Selected text:
- - -
Another related question is people getting a degree in a field that will earn them big bucks (or a comfortable living) but having no apptitude for the job. They can get the degree, but can’t perform in the field.
It wasn’t a college degree, but a technical school certificate (?) that one contract programmer I had working on my team had received. I don’t know what/how they taught him, but he had zero apptitude for the job. He had to be hand-held on everything. He had a three-month contract, and that was as long as we kept him.
I am not sure that’s true. One of the things you “get” at a fancy college is access to great internships and job placements, along with advisors to help you get into a professional program. An English degree is worth a lot more if you interned with Facebook and Bank of America before you graduate, and if they can hook you up with interviews with 5 Fortune 500s your senior year.
I mean, if it’s 30k a year for UT vs 70k for SMU, go to UT. But if it’s 20k a year to USC (with financial aid) vs 10k/at your local regional commuter College, I’d probably go USC.
Have a BS in engineering from a liberal arts university. I never held an engineering job but went into IT and then management. I feel like the liberal arts schooling made me a more well-rounded person and continues to help me. I am very glad I went this route and expanded my thinking. Of course, I love to continually learn and still read, learn foreign languages, play music, attend concerts and theatrical productions, etc.
I have a BA in English Literature. It does not apply to my current job, but there was never any intention of my specific major to apply to my current employment. I’m a photographer, so it really didn’t matter what I studied, as long as people were willing to pay me for pictures. I have also briefly worked (for a year or so) as a legal assistant at a small law criminal defense law firm, but that title isn’t really a true Legal Assistant, so much as jack-of-all-trades from office manager, to researcher, to IT guy, to process server, to picking up people from prison, to paper filer, to messenger, to transcriber of overhears/surveillance videos, etc. The English lit degree was actually good for that, as a lot of writing was involved, and my general research and high-functioning skills of being in college was perfect for that. It was a fun job I did while in an interim period doing photography at the same time on weekends before transitioning to full time photography again. (I had moved back to the US from Hungaray and pivoted my business to the event industry, so needed some time to get a foothold here.)
- - -
Data provided:
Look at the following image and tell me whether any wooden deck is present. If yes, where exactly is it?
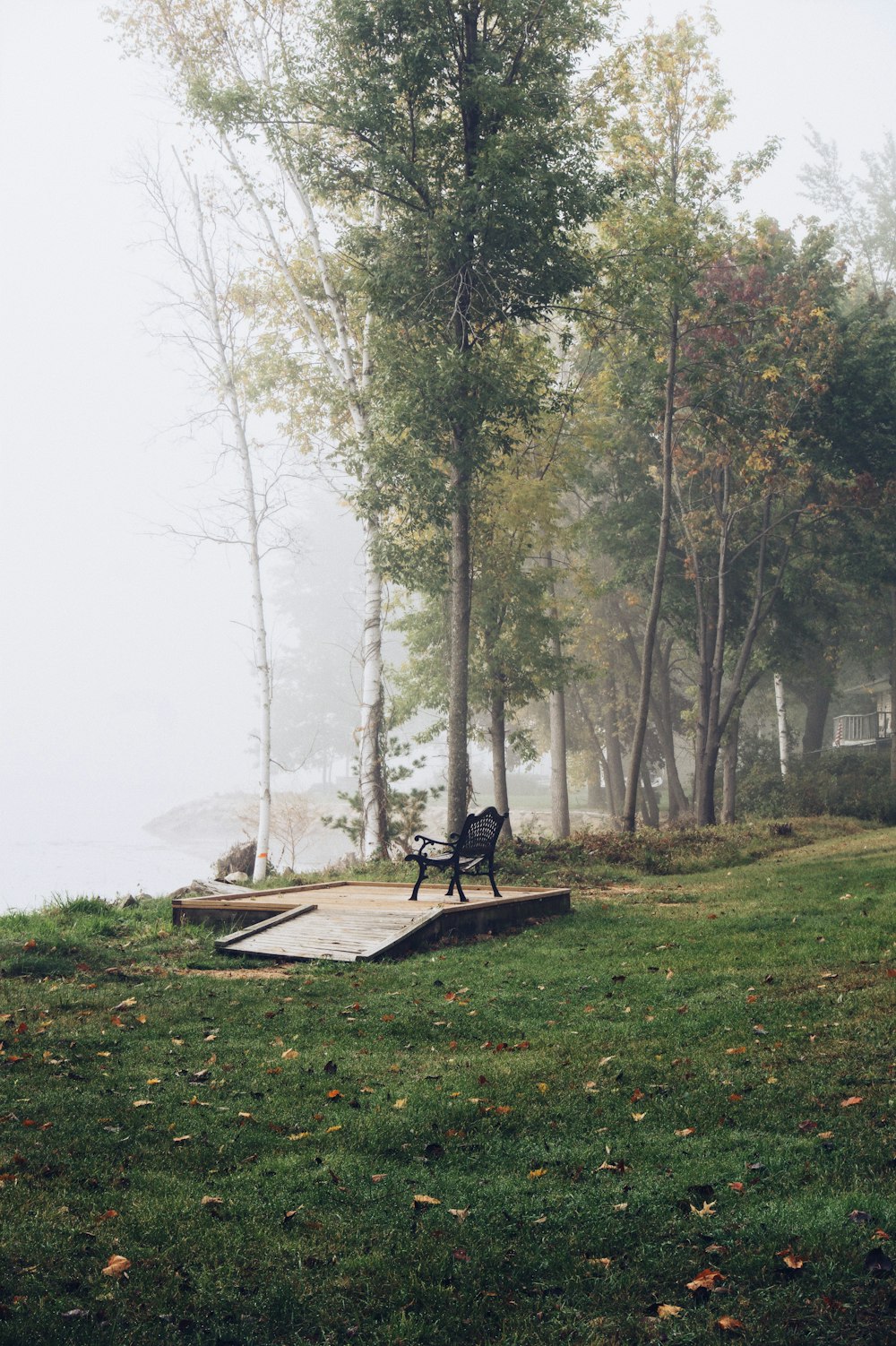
[172,882,569,962]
- - -
Stated exercise: Print the stretch of the college-degree comments above from "It wasn’t a" through "your senior year.", word for word.

Answer for the task:
It wasn’t a college degree, but a technical school certificate (?) that one contract programmer I had working on my team had received. I don’t know what/how they taught him, but he had zero apptitude for the job. He had to be hand-held on everything. He had a three-month contract, and that was as long as we kept him.
I am not sure that’s true. One of the things you “get” at a fancy college is access to great internships and job placements, along with advisors to help you get into a professional program. An English degree is worth a lot more if you interned with Facebook and Bank of America before you graduate, and if they can hook you up with interviews with 5 Fortune 500s your senior year.